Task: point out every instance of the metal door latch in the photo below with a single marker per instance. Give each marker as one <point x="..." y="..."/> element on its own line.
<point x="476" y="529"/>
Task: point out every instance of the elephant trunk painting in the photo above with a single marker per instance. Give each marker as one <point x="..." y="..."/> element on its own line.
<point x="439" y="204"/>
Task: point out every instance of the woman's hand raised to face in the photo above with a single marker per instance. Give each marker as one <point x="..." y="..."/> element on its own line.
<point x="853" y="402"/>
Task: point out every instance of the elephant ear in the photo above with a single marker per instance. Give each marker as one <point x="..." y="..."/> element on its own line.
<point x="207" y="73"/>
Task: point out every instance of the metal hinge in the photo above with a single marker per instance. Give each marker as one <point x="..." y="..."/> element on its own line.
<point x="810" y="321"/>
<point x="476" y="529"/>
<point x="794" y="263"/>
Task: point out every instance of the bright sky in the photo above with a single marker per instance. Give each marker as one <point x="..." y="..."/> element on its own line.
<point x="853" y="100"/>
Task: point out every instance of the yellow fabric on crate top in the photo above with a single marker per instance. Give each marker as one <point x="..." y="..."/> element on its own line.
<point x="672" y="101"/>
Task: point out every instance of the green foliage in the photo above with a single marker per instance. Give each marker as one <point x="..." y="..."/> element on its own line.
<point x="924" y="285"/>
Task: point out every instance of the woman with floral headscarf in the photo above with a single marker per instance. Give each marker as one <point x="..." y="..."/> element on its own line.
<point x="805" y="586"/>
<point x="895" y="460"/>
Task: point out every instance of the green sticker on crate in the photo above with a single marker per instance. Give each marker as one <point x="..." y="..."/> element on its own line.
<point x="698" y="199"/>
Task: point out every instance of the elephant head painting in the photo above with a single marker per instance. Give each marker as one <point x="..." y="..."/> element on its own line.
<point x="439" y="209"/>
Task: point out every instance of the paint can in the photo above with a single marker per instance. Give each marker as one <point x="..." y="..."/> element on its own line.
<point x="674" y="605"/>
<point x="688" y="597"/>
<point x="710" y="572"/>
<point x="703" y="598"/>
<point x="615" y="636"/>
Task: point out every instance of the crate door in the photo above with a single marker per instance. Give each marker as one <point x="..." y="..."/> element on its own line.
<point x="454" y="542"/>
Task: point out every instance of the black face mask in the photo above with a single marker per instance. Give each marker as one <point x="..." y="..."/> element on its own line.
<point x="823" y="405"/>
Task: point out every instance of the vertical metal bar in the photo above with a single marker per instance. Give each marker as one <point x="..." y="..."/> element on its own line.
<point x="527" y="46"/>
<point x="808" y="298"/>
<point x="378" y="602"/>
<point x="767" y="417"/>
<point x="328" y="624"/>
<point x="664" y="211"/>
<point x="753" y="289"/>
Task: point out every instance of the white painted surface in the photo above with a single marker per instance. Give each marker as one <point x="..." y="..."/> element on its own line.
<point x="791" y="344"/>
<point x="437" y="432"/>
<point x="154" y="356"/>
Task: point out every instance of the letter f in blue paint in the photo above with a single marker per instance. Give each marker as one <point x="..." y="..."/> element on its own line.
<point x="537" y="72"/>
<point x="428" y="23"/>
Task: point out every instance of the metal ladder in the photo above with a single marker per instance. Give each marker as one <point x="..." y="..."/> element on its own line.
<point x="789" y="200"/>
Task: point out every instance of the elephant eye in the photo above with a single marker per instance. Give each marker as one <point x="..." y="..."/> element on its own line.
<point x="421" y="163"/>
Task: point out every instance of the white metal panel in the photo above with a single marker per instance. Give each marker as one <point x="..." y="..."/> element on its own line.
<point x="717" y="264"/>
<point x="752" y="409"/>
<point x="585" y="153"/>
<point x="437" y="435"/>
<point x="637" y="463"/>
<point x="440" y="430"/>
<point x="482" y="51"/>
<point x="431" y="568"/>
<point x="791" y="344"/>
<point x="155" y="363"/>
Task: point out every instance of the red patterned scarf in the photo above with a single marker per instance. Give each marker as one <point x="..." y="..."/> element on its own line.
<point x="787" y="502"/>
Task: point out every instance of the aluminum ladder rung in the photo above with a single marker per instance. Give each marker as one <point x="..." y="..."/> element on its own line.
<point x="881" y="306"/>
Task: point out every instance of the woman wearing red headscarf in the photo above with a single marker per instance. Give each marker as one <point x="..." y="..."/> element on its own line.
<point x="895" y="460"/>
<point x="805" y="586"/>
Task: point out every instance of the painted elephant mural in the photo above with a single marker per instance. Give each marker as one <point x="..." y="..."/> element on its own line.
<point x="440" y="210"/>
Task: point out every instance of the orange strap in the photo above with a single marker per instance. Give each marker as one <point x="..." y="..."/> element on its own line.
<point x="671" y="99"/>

**Your objective:**
Retype the complete listing exactly.

**Output:**
Task: point out every instance of the metal door latch in the photo below with a single marker per instance. Give each marker as one <point x="..." y="..."/> element on its own line.
<point x="476" y="529"/>
Task: point out every instance of the elephant trunk painting in the photo above with a single marker per instance. Give each marker as one <point x="..." y="..."/> element on its own line.
<point x="439" y="204"/>
Task: point out every instance of the woman's hand raised to face in the photo above with a single marker per instance. Give each marker as one <point x="..." y="..."/> element on its own line.
<point x="853" y="402"/>
Task: point out every instance of the elephant ear in the photo above with a single marker per instance. Give each marker as one <point x="..." y="..."/> element on its own line.
<point x="207" y="73"/>
Task: point out every instance of the metal hinge in the photo above with a single marker per instance. Give each marker as one <point x="..." y="..."/> element on its own line.
<point x="810" y="321"/>
<point x="476" y="529"/>
<point x="794" y="263"/>
Task: point out every instance of the bright sky in the photo above with a single marker per instance. Give each marker as one <point x="..." y="..."/> element on its own line.
<point x="853" y="100"/>
Task: point out every instance of the yellow fabric on crate top in the photo above with a single marker per instance. Give each marker as one <point x="..." y="..."/> element on its own line.
<point x="672" y="101"/>
Task: point out every instance of the green foliage in the photo above with a single marker per instance. Give each marker as one <point x="..." y="..."/> element on its own line.
<point x="924" y="285"/>
Task: point out every instance of the woman with floral headscarf in the photo above with a single marker per instance. Give each marker as one <point x="..." y="..."/> element on its own line.
<point x="805" y="586"/>
<point x="895" y="460"/>
Task: point out every instance of the green sticker on crate in the photo above with a single marker per instance. Give each marker as one <point x="..." y="..."/> element on its own line.
<point x="698" y="199"/>
Task: point out every instance of the elephant head painting in the photo above with a single marker per instance. Give each marker as one <point x="..." y="..."/> element on its own line.
<point x="439" y="209"/>
Task: point out every instance of the paint can in the photo above with a single marker per instance. Give each marker as one <point x="..." y="..."/> element on its own line.
<point x="674" y="605"/>
<point x="688" y="597"/>
<point x="710" y="572"/>
<point x="703" y="598"/>
<point x="615" y="636"/>
Task: point out every instance of the crate door in the photo above with a single marker per instance. Give each marker as one <point x="..." y="..."/> element on its own line.
<point x="454" y="542"/>
Task: point out every instance of the black face mask in the photo above with a single marker per instance. Give each marker as one <point x="..." y="..."/> element on its own line.
<point x="823" y="405"/>
Task: point out every instance of the vertical metal bar in the photo above with a single marker per instance. Give each marker as one <point x="..." y="..."/> element on its own line.
<point x="527" y="46"/>
<point x="808" y="298"/>
<point x="378" y="602"/>
<point x="767" y="417"/>
<point x="328" y="624"/>
<point x="664" y="211"/>
<point x="753" y="289"/>
Task: point out every instance of the white painted surface in the photo above with a single marker per instance. Give each marker as one <point x="..." y="..."/> element on its own line.
<point x="791" y="344"/>
<point x="437" y="432"/>
<point x="154" y="356"/>
Task: point out every instance of the letter f in blue paint in the photo above with a single marker per instance. Give each marker as one <point x="..." y="..."/> element on its own line.
<point x="537" y="72"/>
<point x="428" y="23"/>
Task: point out every instance of the metal ladder in the photo above with a single marker per instance. Give each marker as one <point x="..." y="..."/> element on its own line.
<point x="789" y="200"/>
Task: point out every instance of the elephant eye in the photo above with a single marker per instance. Give each marker as one <point x="..." y="..."/> element on its own line.
<point x="421" y="163"/>
Task: point out every instance of the white metal panel in the photo above with a single marker per instance. Give each marker as one <point x="..." y="..."/> element on its own line.
<point x="717" y="264"/>
<point x="752" y="409"/>
<point x="585" y="153"/>
<point x="437" y="435"/>
<point x="637" y="463"/>
<point x="440" y="430"/>
<point x="482" y="51"/>
<point x="431" y="568"/>
<point x="791" y="344"/>
<point x="155" y="363"/>
Task: point out every instance of the red patterned scarf in the photo above with a single marker per instance. Give each marker as one <point x="..." y="..."/> element on its own line.
<point x="787" y="502"/>
Task: point out every instance of the aluminum ladder rung in the photo above with a single marker per instance. Give each marker as one <point x="..." y="..."/> element on its own line.
<point x="881" y="306"/>
Task: point out every instance of the woman wearing red headscarf in the photo above with a single marker per instance. Give each marker as one <point x="..." y="..."/> element on its own line.
<point x="895" y="460"/>
<point x="805" y="586"/>
Task: point out every instance of the painted elephant mural in the photo above with a single marker per instance. Give each marker as one <point x="..." y="..."/> element on its own line.
<point x="440" y="210"/>
Task: point out every instance of the orange strap in the photo above with a single marker per instance. Give each marker as one <point x="..." y="..."/> element on its own line.
<point x="671" y="99"/>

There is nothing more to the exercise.